Directions> From the line with "Target: brick chimney" through the line with "Target: outdoor furniture", repeat the entries verbatim, both end lines included, and add nothing.
□ □ □ □ □ □ □
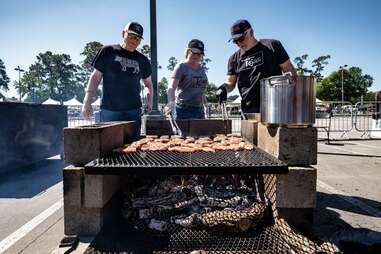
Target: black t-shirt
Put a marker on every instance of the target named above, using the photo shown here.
(261, 61)
(122, 71)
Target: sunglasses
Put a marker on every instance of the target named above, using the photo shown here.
(134, 37)
(240, 39)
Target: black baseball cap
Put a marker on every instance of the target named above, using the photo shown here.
(134, 28)
(196, 46)
(239, 28)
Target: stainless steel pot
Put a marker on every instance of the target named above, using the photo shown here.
(305, 100)
(284, 102)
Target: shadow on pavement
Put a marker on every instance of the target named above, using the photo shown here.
(351, 155)
(329, 224)
(31, 180)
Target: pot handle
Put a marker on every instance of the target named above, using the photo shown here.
(280, 81)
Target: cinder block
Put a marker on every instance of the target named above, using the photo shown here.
(86, 143)
(163, 127)
(249, 131)
(297, 189)
(72, 186)
(296, 146)
(99, 189)
(201, 127)
(83, 221)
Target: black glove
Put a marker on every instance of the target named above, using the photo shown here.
(222, 94)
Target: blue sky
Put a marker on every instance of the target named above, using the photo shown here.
(347, 30)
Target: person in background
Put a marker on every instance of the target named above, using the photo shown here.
(121, 67)
(254, 60)
(186, 92)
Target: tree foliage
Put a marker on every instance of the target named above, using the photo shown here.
(355, 85)
(4, 79)
(89, 52)
(211, 93)
(300, 61)
(52, 75)
(163, 86)
(172, 61)
(318, 65)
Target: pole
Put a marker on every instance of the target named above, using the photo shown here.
(342, 86)
(19, 70)
(154, 55)
(342, 83)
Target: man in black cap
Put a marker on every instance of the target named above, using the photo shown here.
(187, 91)
(255, 60)
(121, 67)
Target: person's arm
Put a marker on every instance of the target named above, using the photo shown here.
(230, 82)
(171, 95)
(148, 84)
(288, 67)
(92, 86)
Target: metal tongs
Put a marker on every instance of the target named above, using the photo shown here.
(175, 128)
(224, 115)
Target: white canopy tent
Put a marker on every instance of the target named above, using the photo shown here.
(72, 102)
(51, 102)
(97, 102)
(237, 101)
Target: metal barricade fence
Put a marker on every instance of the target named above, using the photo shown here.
(368, 117)
(75, 118)
(334, 116)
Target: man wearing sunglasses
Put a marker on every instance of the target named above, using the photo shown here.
(254, 60)
(121, 67)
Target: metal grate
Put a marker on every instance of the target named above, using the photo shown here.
(123, 240)
(169, 163)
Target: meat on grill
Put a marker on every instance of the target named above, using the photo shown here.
(220, 142)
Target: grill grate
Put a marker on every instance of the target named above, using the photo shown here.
(169, 163)
(182, 240)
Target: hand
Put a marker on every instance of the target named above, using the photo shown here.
(87, 110)
(149, 107)
(222, 94)
(170, 107)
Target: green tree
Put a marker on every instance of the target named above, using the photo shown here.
(4, 79)
(52, 75)
(355, 84)
(204, 62)
(299, 62)
(172, 63)
(319, 65)
(211, 93)
(163, 86)
(82, 76)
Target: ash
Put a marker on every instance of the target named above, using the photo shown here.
(222, 203)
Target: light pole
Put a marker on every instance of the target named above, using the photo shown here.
(19, 70)
(342, 82)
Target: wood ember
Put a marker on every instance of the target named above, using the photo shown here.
(220, 142)
(219, 202)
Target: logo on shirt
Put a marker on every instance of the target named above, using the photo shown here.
(128, 63)
(252, 61)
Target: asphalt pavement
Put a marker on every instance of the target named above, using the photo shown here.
(348, 198)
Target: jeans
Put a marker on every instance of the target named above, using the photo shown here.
(187, 112)
(129, 115)
(249, 110)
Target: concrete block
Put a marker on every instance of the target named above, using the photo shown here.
(99, 189)
(297, 189)
(72, 186)
(86, 143)
(249, 131)
(205, 127)
(296, 146)
(163, 127)
(83, 221)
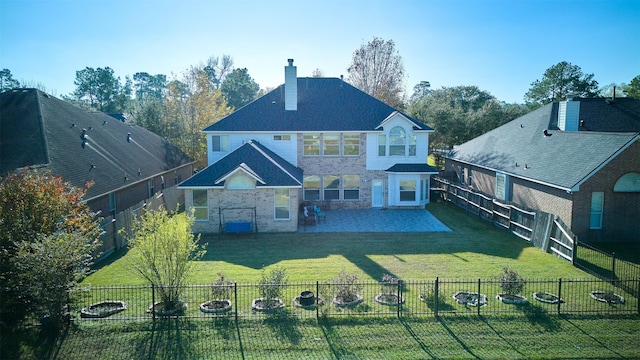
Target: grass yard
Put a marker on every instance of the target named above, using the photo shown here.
(460, 337)
(473, 249)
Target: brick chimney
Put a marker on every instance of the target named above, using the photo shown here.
(290, 87)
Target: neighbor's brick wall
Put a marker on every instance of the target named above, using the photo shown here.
(621, 219)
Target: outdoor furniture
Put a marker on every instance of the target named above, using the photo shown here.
(320, 215)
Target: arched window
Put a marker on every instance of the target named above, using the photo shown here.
(397, 141)
(629, 182)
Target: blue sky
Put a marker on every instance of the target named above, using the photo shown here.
(499, 46)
□ □ □ □ □ □ □
Solution for this problem>
Target: brick chimney
Put a marker on every instance of the target named above, using the photo shown here.
(290, 87)
Target: neighbor's brick wall
Put a marker on every instance of the target named above, using the photo shown here.
(621, 219)
Target: outdoor furniture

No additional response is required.